Source text
# # # # #
Sometimes, lead nurturing is as simple as asking questions. Consumers are frequently willing to complete surveys, take quizzes, or answer multiple-choice questions. When worded correctly, it’s easy to discern needs, feelings, and pain points. Depending on a lead’s answers to the questions, segment them into the group that most closely meets their position in the buyer’s journey through the sales funnel.

4. Social Media Presence & Ads

As noted in the Journal of Advertising Research, a vibrant social media presence presents the secondary effect of stealth-marketing to friends of customers who “liked” or “followed” a company. Making an effort on social media platforms is crucial to brand awareness. Just make sure the channels you’re on align with your target audience. Think of it this way: a makeup brand whose target audience is aged 18-24 shouldn’t put that much energy into keeping up a LinkedIn profile. They will find more successful leads on platforms like TikTok or Instagram.

There’s more you can do on social media besides rely on organic social media marketing to find qualified leads (organic social media just means being on the platform and not buying ads). Social media ads let you target specific demographics to find quality leads. Your ad should have an enticing call to action (CTA) that increases click-through rate and sends them to a landing page (where you can then measure conversion rates). Did we just say a bunch of words that were above your head? Check out this blog article to get the skinny.
# # # # #
Information shown

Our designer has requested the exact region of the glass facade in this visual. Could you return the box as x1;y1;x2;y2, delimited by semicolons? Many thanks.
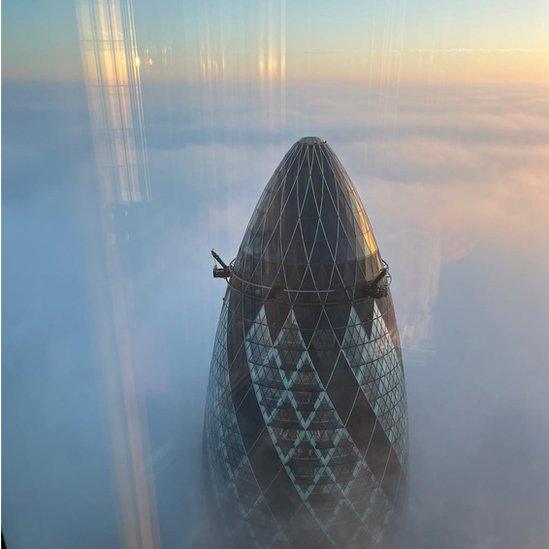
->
204;137;408;547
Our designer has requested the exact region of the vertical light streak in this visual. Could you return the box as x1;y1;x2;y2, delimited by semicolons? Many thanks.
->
76;0;158;548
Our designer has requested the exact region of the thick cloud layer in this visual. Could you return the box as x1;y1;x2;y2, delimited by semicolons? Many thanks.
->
3;83;549;549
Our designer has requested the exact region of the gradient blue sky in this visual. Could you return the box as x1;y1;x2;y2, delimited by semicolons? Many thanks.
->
2;0;549;81
2;0;549;549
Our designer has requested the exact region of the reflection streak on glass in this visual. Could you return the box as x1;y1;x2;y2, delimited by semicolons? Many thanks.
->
76;0;150;202
76;0;158;548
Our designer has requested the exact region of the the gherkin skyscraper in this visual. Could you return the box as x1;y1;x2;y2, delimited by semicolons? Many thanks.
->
204;137;408;548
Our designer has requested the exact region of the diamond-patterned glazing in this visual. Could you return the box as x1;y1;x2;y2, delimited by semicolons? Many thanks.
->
204;138;408;547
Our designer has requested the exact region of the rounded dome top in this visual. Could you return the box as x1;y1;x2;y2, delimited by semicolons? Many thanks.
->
234;137;382;298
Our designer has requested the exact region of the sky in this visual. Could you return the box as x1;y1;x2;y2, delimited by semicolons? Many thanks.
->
2;1;549;549
2;0;549;83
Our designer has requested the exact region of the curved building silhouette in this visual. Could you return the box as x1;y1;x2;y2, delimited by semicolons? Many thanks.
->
204;137;408;548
# # # # #
Exercise task A
Write out the passage on lead nurturing and social media from "Sometimes, lead nurturing" up to and including "the sales funnel.", keeping its wording unchanged.
Exercise task B
In the passage on lead nurturing and social media, what does organic social media mean?

Reply A
Sometimes, lead nurturing is as simple as asking questions. Consumers are frequently willing to complete surveys, take quizzes, or answer multiple-choice questions. When worded correctly, it’s easy to discern needs, feelings, and pain points. Depending on a lead’s answers to the questions, segment them into the group that most closely meets their position in the buyer’s journey through the sales funnel.

Reply B
Organic social media means being on the platform and not buying ads.